» What is asked: Copy out everything from the line containing "Mark a point on each instance of the grey" down to the last of the rows, and include the requests. Keep the requests unchanged, and multiply each coordinate in the answers by 1.15, rounding to whole numbers with halves going up.

── Given data ──

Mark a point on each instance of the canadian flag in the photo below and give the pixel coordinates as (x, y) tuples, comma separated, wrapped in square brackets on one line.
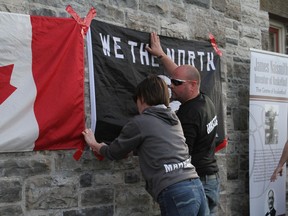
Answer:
[(41, 83)]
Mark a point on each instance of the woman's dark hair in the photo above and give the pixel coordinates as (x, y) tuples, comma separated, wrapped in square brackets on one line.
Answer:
[(153, 90)]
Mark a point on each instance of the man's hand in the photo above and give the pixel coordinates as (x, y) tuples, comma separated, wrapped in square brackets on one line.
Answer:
[(155, 48)]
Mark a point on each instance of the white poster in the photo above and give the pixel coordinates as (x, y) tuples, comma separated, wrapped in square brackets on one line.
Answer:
[(267, 131)]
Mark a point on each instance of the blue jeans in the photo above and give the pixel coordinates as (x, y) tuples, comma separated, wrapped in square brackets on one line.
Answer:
[(185, 198), (211, 186)]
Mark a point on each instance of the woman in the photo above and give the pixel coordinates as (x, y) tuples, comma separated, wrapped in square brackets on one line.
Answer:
[(157, 136)]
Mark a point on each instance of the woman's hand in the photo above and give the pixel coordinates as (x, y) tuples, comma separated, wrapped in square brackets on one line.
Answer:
[(279, 170)]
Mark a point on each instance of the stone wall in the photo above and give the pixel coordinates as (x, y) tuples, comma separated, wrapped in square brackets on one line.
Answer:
[(53, 183)]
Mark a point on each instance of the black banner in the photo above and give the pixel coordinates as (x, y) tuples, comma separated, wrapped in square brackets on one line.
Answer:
[(121, 62)]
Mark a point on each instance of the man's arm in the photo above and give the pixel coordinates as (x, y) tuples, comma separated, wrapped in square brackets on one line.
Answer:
[(155, 49), (283, 159)]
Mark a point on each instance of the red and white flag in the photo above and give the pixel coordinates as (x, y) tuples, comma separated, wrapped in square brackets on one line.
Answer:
[(41, 83)]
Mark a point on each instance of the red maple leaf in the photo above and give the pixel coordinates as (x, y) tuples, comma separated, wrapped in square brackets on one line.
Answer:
[(6, 89)]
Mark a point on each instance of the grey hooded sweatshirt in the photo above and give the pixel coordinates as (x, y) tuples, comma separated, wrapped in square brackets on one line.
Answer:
[(158, 139)]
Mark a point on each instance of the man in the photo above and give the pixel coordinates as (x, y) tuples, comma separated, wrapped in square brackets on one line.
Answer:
[(157, 136), (272, 211), (198, 118)]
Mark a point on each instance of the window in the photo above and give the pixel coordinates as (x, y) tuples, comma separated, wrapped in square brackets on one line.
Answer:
[(277, 37)]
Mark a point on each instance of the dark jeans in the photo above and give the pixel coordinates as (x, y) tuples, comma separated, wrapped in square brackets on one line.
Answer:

───

» Exercise solution:
Mark a point on each instance of the grey hooded sweatshirt in the photo above and give the pixel coordinates as (x, y) tuples, comma separated, wrapped in square brackets on one line.
Answer:
[(182, 160)]
Mark a point on each instance of the man in the photo above and give the pixel coordinates as (x, y) tuples, comma separated, wrapped in square brackets on one line.
Answer:
[(181, 156), (313, 243), (228, 136)]
Mark a point on each instance of the window in the photo above and give the pixel coordinates as (x, y) tuples, comma separated, wrapped in square brackets on one line.
Answer:
[(319, 43)]
Mark a point on each instance of the dark jeans in the photo above and give the pixel coordinates as (x, y) tuples, comma separated, wrapped in square brackets on one line.
Answer:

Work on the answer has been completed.